=== GIVEN RECORDS ===

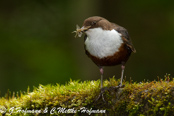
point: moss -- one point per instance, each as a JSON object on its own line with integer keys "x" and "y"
{"x": 76, "y": 97}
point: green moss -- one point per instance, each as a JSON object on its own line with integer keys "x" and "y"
{"x": 135, "y": 99}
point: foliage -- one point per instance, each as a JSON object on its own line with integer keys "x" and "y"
{"x": 135, "y": 99}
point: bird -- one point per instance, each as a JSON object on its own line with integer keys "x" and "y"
{"x": 106, "y": 43}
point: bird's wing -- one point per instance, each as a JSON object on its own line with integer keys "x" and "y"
{"x": 125, "y": 36}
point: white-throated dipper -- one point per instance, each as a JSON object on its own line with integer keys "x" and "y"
{"x": 106, "y": 43}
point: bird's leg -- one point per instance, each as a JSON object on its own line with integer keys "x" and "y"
{"x": 101, "y": 72}
{"x": 122, "y": 73}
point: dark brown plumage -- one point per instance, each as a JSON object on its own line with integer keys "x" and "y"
{"x": 98, "y": 30}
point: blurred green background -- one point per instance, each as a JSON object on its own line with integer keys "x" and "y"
{"x": 37, "y": 46}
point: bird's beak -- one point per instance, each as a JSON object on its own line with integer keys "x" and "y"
{"x": 79, "y": 31}
{"x": 83, "y": 29}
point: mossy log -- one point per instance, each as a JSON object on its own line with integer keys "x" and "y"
{"x": 154, "y": 98}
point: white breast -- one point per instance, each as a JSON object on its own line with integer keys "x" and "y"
{"x": 102, "y": 43}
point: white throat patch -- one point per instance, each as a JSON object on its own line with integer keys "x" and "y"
{"x": 102, "y": 43}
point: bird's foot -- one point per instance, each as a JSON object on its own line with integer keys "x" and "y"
{"x": 104, "y": 89}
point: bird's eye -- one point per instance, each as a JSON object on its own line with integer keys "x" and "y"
{"x": 93, "y": 23}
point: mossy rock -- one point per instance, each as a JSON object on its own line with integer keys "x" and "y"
{"x": 154, "y": 98}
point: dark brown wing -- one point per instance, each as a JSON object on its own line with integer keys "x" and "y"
{"x": 125, "y": 36}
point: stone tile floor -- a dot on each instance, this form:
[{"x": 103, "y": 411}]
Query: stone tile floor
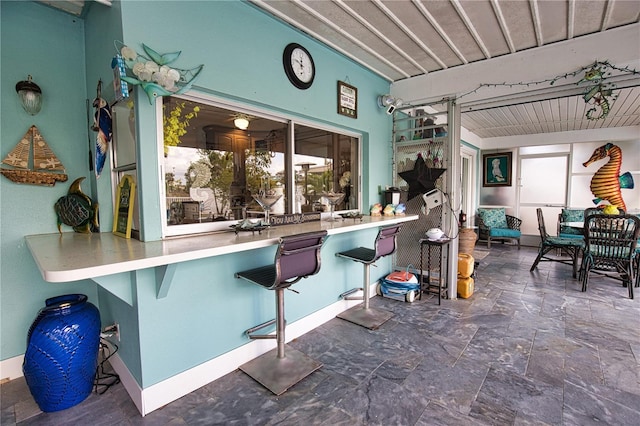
[{"x": 526, "y": 348}]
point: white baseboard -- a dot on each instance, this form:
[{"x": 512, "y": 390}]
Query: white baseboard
[
  {"x": 175, "y": 387},
  {"x": 11, "y": 368}
]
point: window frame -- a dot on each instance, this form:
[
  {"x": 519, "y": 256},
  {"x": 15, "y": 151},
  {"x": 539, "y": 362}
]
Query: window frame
[{"x": 290, "y": 122}]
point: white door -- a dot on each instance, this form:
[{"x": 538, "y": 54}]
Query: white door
[{"x": 543, "y": 184}]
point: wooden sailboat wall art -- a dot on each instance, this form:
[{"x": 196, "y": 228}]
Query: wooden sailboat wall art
[{"x": 44, "y": 168}]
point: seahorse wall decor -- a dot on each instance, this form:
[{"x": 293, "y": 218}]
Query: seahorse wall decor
[{"x": 606, "y": 183}]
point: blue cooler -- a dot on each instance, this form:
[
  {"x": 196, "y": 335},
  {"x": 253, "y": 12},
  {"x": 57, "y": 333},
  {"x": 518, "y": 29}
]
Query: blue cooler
[{"x": 399, "y": 284}]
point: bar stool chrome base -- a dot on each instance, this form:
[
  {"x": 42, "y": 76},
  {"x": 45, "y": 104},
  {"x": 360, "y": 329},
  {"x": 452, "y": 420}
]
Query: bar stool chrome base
[
  {"x": 370, "y": 318},
  {"x": 297, "y": 257},
  {"x": 279, "y": 374},
  {"x": 364, "y": 315}
]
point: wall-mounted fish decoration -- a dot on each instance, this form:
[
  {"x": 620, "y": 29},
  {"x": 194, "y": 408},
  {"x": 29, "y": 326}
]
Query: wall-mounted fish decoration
[
  {"x": 102, "y": 124},
  {"x": 606, "y": 183}
]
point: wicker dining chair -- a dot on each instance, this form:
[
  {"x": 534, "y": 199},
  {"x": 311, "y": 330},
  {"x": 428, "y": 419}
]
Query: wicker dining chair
[
  {"x": 610, "y": 248},
  {"x": 572, "y": 247}
]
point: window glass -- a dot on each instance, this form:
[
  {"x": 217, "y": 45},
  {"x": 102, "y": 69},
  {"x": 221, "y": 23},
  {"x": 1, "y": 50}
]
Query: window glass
[
  {"x": 216, "y": 172},
  {"x": 123, "y": 152}
]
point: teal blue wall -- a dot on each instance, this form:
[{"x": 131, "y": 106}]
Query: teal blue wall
[
  {"x": 241, "y": 49},
  {"x": 206, "y": 309},
  {"x": 49, "y": 45}
]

===

WORK TASK.
Once the pictures are removed, write out all of the entries above exactly.

ANSWER BELOW.
point: moss -- one point per instance, each as a JSON object on its own line with integer keys "x" and "y"
{"x": 76, "y": 97}
point: green moss -- one point per instance, each as a JSON object on its own line with integer keys "x" and "y"
{"x": 135, "y": 99}
point: foliage -- one point per instance, each as a JSON object on its own line with integer keys "x" and "y"
{"x": 135, "y": 99}
point: bird -- one point per instance, each as a JSON object on its own line with integer keys "x" and "y"
{"x": 106, "y": 43}
point: bird's wing -- one point per instance, each as a JSON object on its own line with integer keys "x" and "y"
{"x": 125, "y": 36}
point: white-throated dipper -- one point per instance, each as a JSON object on its own line with integer keys "x" and "y"
{"x": 106, "y": 43}
point: bird's leg -- one point per instance, each as a JSON object on its own line with integer keys "x" and "y"
{"x": 101, "y": 72}
{"x": 122, "y": 73}
point: dark brown plumage -- one point per instance, each as a JSON object on its own line with integer keys "x" and "y"
{"x": 98, "y": 30}
point: blurred green background -- one point per instance, each as a JSON object on its own line with integer keys "x" and "y"
{"x": 37, "y": 46}
point: bird's beak -- one point per instance, each as a JSON object on its own line with integer keys "x" and "y"
{"x": 79, "y": 31}
{"x": 83, "y": 29}
point: mossy log -- one point per instance, each as a JSON object on its own line with integer keys "x" and "y"
{"x": 154, "y": 98}
point: white breast -- one point per instance, each as a JSON object on its own line with integer keys "x" and "y"
{"x": 102, "y": 43}
point: white throat patch -- one point per instance, each as a JSON object on its own line with integer keys "x" and "y"
{"x": 102, "y": 43}
point: bird's foot -- one point per instance, each as a JSON object on its own line with integer keys "x" and "y"
{"x": 104, "y": 89}
point: bird's eye -- one point per instance, each as a JSON object on its own line with integer keys "x" and "y"
{"x": 93, "y": 23}
point: mossy rock -- one point per instance, each as a JSON object on its own line with integer keys "x" and "y"
{"x": 154, "y": 98}
point: dark brown wing -- one point per instance, each as a JSON object on its own line with integer keys "x" and "y"
{"x": 125, "y": 36}
point: stone tile floor -- a dot on each instance, this form:
[{"x": 103, "y": 411}]
Query: stone tile floor
[{"x": 526, "y": 348}]
point: white baseboard -- a dot on each instance, this form:
[{"x": 512, "y": 390}]
Query: white baseboard
[
  {"x": 175, "y": 387},
  {"x": 11, "y": 368}
]
point: window frame -- a dot on each instance, this form:
[
  {"x": 519, "y": 256},
  {"x": 15, "y": 151},
  {"x": 539, "y": 362}
]
Query: window frame
[{"x": 290, "y": 122}]
point: white door -- a dot on each instance, this form:
[{"x": 538, "y": 54}]
Query: white door
[{"x": 543, "y": 184}]
point: wooden sailboat wall art -- a dot on each instance, this form:
[{"x": 196, "y": 228}]
Query: wooden sailboat wall art
[{"x": 44, "y": 168}]
point: seahorse wall decor -- a dot on each instance, this form:
[{"x": 293, "y": 218}]
Query: seahorse wall decor
[{"x": 606, "y": 183}]
point: blue cooler -- a dot on each instance, this form:
[
  {"x": 196, "y": 335},
  {"x": 253, "y": 12},
  {"x": 57, "y": 333},
  {"x": 518, "y": 29}
]
Query: blue cooler
[{"x": 399, "y": 284}]
point: bar stool chrome base -- a dot on each instance, this form:
[
  {"x": 42, "y": 76},
  {"x": 45, "y": 104},
  {"x": 360, "y": 329},
  {"x": 452, "y": 420}
]
Query: bar stool chrome base
[
  {"x": 370, "y": 318},
  {"x": 297, "y": 257},
  {"x": 279, "y": 374},
  {"x": 364, "y": 315}
]
point: wall-mounted fish decoration -- a dot on each instance, this form:
[
  {"x": 620, "y": 29},
  {"x": 194, "y": 408},
  {"x": 29, "y": 326}
]
Query: wall-mounted fish decoration
[
  {"x": 102, "y": 124},
  {"x": 606, "y": 183}
]
point: wicker dining chair -- a dot on each instance, this form:
[
  {"x": 534, "y": 199},
  {"x": 311, "y": 330},
  {"x": 428, "y": 419}
]
Query: wicker dining chair
[
  {"x": 610, "y": 248},
  {"x": 572, "y": 247}
]
point: window glass -- a dot on each instance, this form:
[
  {"x": 217, "y": 45},
  {"x": 102, "y": 69},
  {"x": 221, "y": 23},
  {"x": 1, "y": 50}
]
Query: window glass
[
  {"x": 216, "y": 172},
  {"x": 123, "y": 152}
]
point: teal blue wall -- a dot on each instance, this form:
[{"x": 131, "y": 106}]
Query: teal blue wall
[
  {"x": 241, "y": 49},
  {"x": 206, "y": 309},
  {"x": 49, "y": 45}
]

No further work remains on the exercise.